Task input Block Start
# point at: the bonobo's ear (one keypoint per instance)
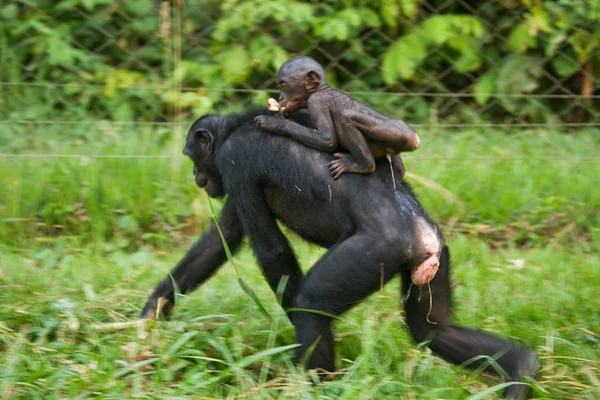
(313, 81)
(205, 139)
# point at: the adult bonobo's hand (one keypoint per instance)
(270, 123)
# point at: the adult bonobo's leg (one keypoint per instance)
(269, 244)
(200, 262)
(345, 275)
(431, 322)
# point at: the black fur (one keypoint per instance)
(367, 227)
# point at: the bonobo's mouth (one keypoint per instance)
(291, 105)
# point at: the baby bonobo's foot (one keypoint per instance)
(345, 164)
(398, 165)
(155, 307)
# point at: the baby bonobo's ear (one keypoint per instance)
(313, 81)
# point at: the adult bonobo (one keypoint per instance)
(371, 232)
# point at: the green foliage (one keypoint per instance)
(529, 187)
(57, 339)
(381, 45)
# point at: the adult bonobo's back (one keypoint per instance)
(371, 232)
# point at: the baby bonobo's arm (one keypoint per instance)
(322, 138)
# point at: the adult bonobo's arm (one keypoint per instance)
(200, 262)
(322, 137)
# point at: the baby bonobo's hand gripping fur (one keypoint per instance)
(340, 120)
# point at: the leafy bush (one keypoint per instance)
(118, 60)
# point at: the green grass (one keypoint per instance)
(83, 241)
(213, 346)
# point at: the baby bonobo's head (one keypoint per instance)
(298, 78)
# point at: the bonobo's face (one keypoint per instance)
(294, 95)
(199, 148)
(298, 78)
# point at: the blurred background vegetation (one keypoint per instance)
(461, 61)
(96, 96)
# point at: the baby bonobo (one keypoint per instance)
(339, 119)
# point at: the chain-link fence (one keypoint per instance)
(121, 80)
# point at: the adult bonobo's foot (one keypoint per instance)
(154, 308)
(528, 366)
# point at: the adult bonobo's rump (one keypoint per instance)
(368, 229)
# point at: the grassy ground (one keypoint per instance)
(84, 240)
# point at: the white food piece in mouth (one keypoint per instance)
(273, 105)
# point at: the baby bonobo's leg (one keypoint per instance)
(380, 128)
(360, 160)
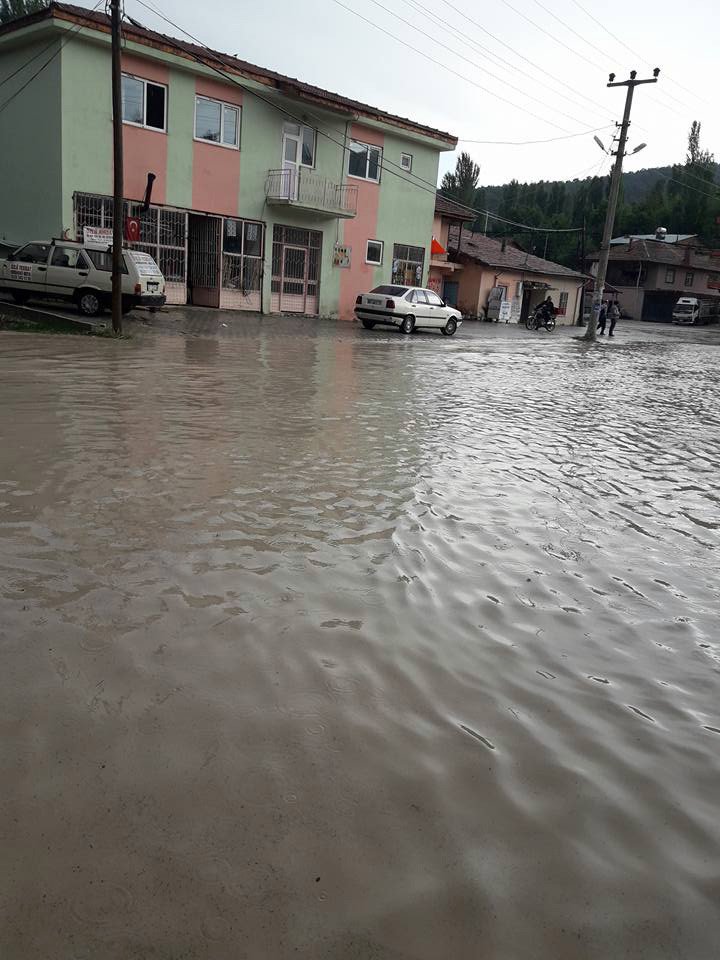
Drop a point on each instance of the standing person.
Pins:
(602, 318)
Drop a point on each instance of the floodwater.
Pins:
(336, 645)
Task input Block End
Task input Block Start
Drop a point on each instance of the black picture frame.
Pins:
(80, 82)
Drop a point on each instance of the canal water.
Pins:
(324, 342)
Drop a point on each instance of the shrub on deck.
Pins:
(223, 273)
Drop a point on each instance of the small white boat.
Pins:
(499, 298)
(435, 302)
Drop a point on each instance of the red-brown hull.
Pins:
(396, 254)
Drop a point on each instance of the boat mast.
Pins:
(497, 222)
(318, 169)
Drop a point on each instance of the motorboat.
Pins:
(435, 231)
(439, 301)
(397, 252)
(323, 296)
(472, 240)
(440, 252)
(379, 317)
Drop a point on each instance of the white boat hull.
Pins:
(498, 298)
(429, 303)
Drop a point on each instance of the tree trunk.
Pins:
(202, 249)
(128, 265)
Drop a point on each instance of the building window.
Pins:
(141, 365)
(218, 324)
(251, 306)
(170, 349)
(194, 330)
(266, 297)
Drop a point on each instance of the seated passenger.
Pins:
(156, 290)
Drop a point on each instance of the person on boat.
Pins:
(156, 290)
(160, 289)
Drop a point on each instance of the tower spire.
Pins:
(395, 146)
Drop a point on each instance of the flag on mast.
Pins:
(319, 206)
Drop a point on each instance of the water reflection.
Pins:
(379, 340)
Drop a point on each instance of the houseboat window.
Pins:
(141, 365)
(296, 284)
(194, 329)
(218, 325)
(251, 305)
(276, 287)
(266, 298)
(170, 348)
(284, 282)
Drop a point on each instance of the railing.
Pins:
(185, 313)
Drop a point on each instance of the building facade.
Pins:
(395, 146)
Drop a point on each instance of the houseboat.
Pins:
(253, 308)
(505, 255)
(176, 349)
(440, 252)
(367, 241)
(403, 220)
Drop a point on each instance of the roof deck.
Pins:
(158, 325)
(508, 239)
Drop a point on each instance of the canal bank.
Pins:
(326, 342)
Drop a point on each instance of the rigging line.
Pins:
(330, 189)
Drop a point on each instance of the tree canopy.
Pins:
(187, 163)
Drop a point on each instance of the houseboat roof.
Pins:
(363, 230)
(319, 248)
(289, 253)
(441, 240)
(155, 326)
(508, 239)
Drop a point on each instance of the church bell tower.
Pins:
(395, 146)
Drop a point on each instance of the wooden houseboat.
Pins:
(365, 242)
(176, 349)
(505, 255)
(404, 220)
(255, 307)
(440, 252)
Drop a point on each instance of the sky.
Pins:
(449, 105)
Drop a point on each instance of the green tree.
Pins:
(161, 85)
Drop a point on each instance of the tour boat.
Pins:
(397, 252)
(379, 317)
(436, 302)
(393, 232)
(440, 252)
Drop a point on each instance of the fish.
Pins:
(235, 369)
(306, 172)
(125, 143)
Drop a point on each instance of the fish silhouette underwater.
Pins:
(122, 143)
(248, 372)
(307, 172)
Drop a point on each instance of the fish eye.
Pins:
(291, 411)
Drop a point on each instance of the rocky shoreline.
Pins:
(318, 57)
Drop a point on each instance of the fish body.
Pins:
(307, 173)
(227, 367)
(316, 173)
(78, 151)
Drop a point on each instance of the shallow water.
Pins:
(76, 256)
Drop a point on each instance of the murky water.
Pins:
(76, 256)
Task input Block End
Brief:
Wherever a line in the data above holds the word "mast", copy that line.

Response for this exercise:
Drop a point on each instance of the boat mast.
Drop a point on each instance of the flag on mast.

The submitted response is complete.